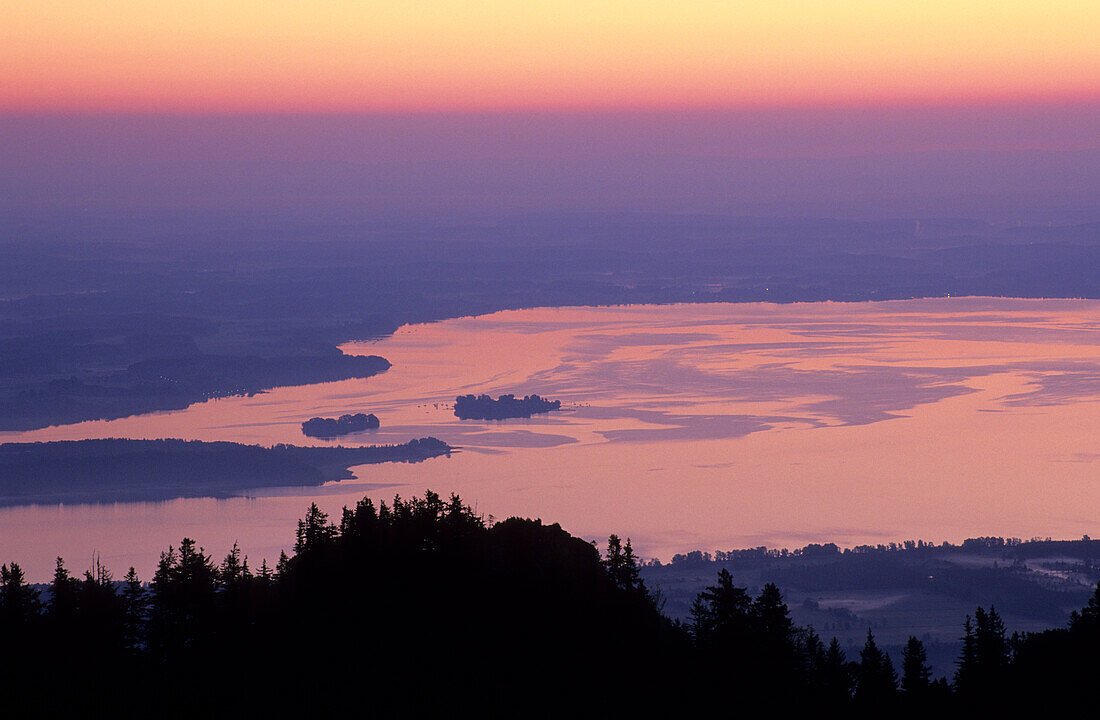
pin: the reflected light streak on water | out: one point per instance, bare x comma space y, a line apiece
686, 427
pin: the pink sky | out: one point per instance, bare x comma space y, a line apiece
443, 55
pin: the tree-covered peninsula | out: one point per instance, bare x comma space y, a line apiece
483, 407
326, 428
106, 471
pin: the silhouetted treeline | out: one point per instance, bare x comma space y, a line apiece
1004, 547
152, 469
342, 425
483, 407
420, 607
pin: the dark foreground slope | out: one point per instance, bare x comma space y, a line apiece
110, 471
421, 609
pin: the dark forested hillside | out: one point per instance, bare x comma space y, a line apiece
420, 607
113, 469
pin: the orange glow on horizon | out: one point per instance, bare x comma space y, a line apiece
440, 55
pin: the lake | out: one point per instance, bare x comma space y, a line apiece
683, 427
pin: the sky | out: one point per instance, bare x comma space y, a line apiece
337, 108
505, 55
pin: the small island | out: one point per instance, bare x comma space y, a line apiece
326, 428
483, 407
119, 471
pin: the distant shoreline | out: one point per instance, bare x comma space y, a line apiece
117, 471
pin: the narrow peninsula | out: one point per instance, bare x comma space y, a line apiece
114, 471
326, 428
483, 407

→ **SET EXERCISE**: Copy out all of the items above, switching each "peninsula" to "headland" and changing nothing else. Leave the pictures out.

→ **TASK RESPONSE**:
pin: the reflected light streak on water | out: one point per instance, bare x comma space y, a line apiece
686, 427
pin: the pink sky | out: one point per instance, bare x comma space y, a line apiece
443, 55
pin: the tree-covered headland | out: one point per instance, bare x comma space y, a line apiece
483, 407
326, 428
106, 471
pin: the silhouetted treeline | out: one point per instance, bare x comma space y, a line apiece
1004, 547
152, 469
342, 425
483, 407
420, 607
pin: the dark foreground slope | out: one point per instance, bare x comma space y, a line apiece
110, 471
421, 609
pin: the dark forested hillside | out: one point per instance, bare x comma space y, a line apiece
420, 607
113, 469
pin: the orange glow on horizon | out: one point per instance, bare x comma space y, a line apiece
440, 55
pin: the lake | out: one point per instance, bare x comma space y, a line apiece
683, 427
pin: the sky | out: one point per instance, bare x comma space y, a line apiece
337, 108
505, 55
pin: the small island | out: one point per instance, bare x comma space y, a line apiece
326, 428
483, 407
119, 471
pin: the distant shoreline | out: one point per instance, bare x comma space y, a line apiece
117, 471
pin: the narrow headland | out: one point per instance, bare x comma space y, a line apiece
114, 471
326, 428
483, 407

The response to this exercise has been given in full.